Task directions: Write out all of the items below line for line, without changing a single character.

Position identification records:
★ ★ ★

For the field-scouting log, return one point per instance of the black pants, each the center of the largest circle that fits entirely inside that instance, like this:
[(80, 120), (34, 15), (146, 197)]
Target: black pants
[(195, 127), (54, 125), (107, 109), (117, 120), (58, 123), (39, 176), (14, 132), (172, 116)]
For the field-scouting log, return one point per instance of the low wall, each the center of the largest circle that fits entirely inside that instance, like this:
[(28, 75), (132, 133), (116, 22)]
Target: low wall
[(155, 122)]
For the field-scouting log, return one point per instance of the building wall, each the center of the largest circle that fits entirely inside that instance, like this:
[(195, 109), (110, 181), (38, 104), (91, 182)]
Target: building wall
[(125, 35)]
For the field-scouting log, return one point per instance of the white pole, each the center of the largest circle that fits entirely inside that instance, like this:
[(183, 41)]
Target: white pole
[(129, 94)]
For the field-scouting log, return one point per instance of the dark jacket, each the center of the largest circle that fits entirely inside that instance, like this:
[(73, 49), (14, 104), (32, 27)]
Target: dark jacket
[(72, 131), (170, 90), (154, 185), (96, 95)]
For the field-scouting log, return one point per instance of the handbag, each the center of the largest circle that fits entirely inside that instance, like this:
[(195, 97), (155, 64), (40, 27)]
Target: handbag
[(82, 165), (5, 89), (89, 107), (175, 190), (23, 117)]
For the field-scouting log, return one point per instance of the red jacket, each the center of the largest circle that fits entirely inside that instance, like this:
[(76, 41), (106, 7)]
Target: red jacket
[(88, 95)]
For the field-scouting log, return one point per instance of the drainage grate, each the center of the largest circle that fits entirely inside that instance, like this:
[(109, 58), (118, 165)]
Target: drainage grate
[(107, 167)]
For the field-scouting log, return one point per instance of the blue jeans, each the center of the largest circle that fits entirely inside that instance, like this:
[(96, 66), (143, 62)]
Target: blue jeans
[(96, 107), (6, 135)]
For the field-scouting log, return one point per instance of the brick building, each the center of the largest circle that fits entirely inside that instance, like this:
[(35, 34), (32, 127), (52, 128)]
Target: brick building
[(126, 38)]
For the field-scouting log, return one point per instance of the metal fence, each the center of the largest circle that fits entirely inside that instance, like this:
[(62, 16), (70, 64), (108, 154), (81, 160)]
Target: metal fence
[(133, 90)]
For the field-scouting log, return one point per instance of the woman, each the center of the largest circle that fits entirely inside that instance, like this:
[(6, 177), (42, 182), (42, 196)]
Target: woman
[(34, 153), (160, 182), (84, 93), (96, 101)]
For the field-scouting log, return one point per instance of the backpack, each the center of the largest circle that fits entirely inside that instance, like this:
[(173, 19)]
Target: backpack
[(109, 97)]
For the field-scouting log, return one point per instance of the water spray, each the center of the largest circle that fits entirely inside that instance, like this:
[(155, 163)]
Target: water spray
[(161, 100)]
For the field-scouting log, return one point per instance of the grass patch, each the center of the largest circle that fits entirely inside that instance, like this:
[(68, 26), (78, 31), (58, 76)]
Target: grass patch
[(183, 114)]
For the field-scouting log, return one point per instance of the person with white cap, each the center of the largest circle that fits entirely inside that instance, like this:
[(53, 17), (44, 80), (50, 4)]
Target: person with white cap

★ ★ ★

Result below:
For the field-scouting log, return one point per instance of the black pants, each the center of the largest circle that fits entirely inside that instance, like this:
[(80, 120), (34, 15), (146, 197)]
Target: black pants
[(195, 127), (54, 125), (107, 109), (117, 120), (58, 123), (39, 176), (14, 132), (172, 116)]
For the field-scouting log, return one point per instance of the low wall, each the center of the largest circle that fits entirely inside that instance, like this:
[(28, 75), (132, 133), (116, 22)]
Target: low wall
[(155, 122)]
For the field-scouting log, return one point per instance of the building wall, each the center of the largest circle that fits entirely inside that instance, like this:
[(195, 109), (110, 181), (38, 104), (91, 182)]
Target: building wall
[(125, 35)]
For the field-scouting log, return one point per instance of the white pole, each the center of the largest circle that fits entirely inside that instance, like this:
[(183, 41)]
Target: white pole
[(129, 94)]
For the field-scouting log, return one point per instance of the dark jacket, each the center of the largest circle that fits entirely inside that instance, like this:
[(73, 49), (14, 104), (32, 27)]
Target: dark jacket
[(72, 131), (170, 90), (154, 185), (96, 95)]
For the field-scouting log, return one point per instance of the handbag, each the center of the largest circle that fits entirely inside that instance, like this:
[(195, 97), (155, 64), (40, 27)]
Target: handbag
[(82, 165), (5, 89), (89, 107), (175, 190), (23, 117)]
For the field-scouting log, return one point per instance of the red jacket, each the center of the largest circle that fits entirely inside that instance, like this:
[(76, 41), (106, 7)]
Target: red jacket
[(88, 95)]
For the field-scouting log, return one point per instance of the drainage grate, each the center of the largest circle that fits entirely inside that instance, like this:
[(109, 58), (118, 165)]
Target: drainage grate
[(107, 167)]
For the field-scouting log, return one point per instance of the blue jeans, each the center of the largest circle that fits entirely inside that instance, like this:
[(96, 66), (143, 62)]
Target: blue jeans
[(96, 107), (6, 135)]
For the field-scouting log, return one point per instance of the brick building, each the center of the largest circle that fits entirely inside that instance, like this:
[(35, 34), (32, 127), (52, 128)]
Target: brick building
[(126, 38)]
For the field-scouting log, return one point per instance of the metal fence, each the center of the largest circle that fits entirely inside that instance, like this:
[(62, 16), (70, 64), (108, 154), (81, 160)]
Target: metal fence
[(133, 90)]
For the field-scouting log, return one point per instance of the woman, each the center of the largest circle that fits entirely inside that instance, like this:
[(6, 177), (42, 182), (42, 196)]
Target: woman
[(34, 153), (160, 182), (84, 93), (96, 101)]
For the field-scouting log, return one point per instance of the backpack, each the center of the largest circle that fits entirely inside that instance, like this:
[(173, 19)]
Target: backpack
[(109, 97)]
For the field-scouting log, return one point per instance of the water spray, each the center of the largest circle that fits entirely inside that instance, like this:
[(155, 163)]
Target: water spray
[(161, 100)]
For the field-scouting log, return one point per instance of the grass patch, each the center of the largest circle that fits entirely inside that instance, like this:
[(68, 26), (78, 31), (58, 76)]
Target: grass patch
[(183, 114)]
For the field-scouting log, return one point per instance of the person with white cap, each the center of the largest circle that fits entirely inside that instance, like this:
[(53, 17), (44, 80), (50, 4)]
Target: person with white cap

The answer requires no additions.